[Exercise tasks]
**a)** Name every forum user who posted a reply or the opening post in the honey sales thread, listing each one once.
**b)** Please copy the passage of the honey sales thread starting with "# Does honey" and going on through "traditional distribution network.".

[Given text]
# Does honey sell online? How do I increase online sales?



## Hiveshare (Oct 20, 2017)

Hi all, 

I'm looking for your advice. 

I am a beekeeper and packer and have a traditional distribution network. 

I also enjoy tinkering with websites and have set up hiveshare.net. I'm trialling all sorts of different ways to sell honey, and help other beekeepers do the same. 

I just wanted your take on whether honey sells online, with ecommerce and what I might be doing wrong?

Hiveshare now has the ability to create listings, and I've added my products to my personal listing, but before I encourage others to do the same for their listings, I wanted to make it work. 

Do you think this is an avenue that I should pursue, or should I just stick with my traditional distribution? 

My personal listing with products is here:
https://hiveshare.net/listings/melisseus-honey/

Would really appreciate your opinions. 

Regards,
Adrian/


----------



## fishboy54 (Mar 28, 2017)

I sell at farmers markets and some retail outlets near me. I'm interested to hear the answers to your questions as well. I would like to move more honey with less farmers market events.


----------



## BeePappy (Apr 13, 2013)

Guess I'm just here to look for the answers myself. We do Farmers Market, which can be a lot of work for limited reward. But we view it as letting people know we are out there, educating the public and providing a service. I've thought about on-line, but also question the methods, costs involved, and whether or not it is indeed worth the effort. I would think increasing online sales would be the same for any online product, advertising to those who are your potential clients.
So Adrian, I just took a look at your site, (nice by the way) but notice you are in Austrailia. Do you find your location prohibitive to off shore sales?


----------



## odfrank (May 13, 2002)

You will have substantial time/cost in packaging, mailing label printing. The USPS picks up at my door during mail delivery. They also supply flat rate boxes for free.


----------



## BeePappy (Apr 13, 2013)

odfrank said:


> You will have substantial time/cost in packaging, mailing label printing. The USPS picks up at my door during mail delivery. They also supply flat rate boxes for free.


odfrank, so flat rate boxes are how I anticipated shipping one pound bottles. Do you find customers are willing to pay the premium, shipping + handling cost plus the cost of one pound of honey (8 - 9$)?
So you sell enough that way to make it worth the effort? Thanks in advance.


----------



## odfrank (May 13, 2002)

I do not advertise shipped honey just supply a few people who ask. For one pint doubles their cost but less when I fit in three or four. I often sell to folks who see my operation or hives at home and know for certain my product is the real thing. My Hispanic employee sells a lot also to relatives who know his occupation is extracting Real honey. And has pictures of his stung swollen face to prove it.

[Dataset excerpt]
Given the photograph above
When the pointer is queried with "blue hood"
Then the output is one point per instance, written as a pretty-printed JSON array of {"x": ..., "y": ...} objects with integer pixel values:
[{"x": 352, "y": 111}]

[Responses by task]
**a)** Hiveshare, fishboy54, BeePappy, odfrank

**b)**
# Does honey sell online? How do I increase online sales?



## Hiveshare (Oct 20, 2017)

Hi all, 

I'm looking for your advice. 

I am a beekeeper and packer and have a traditional distribution network.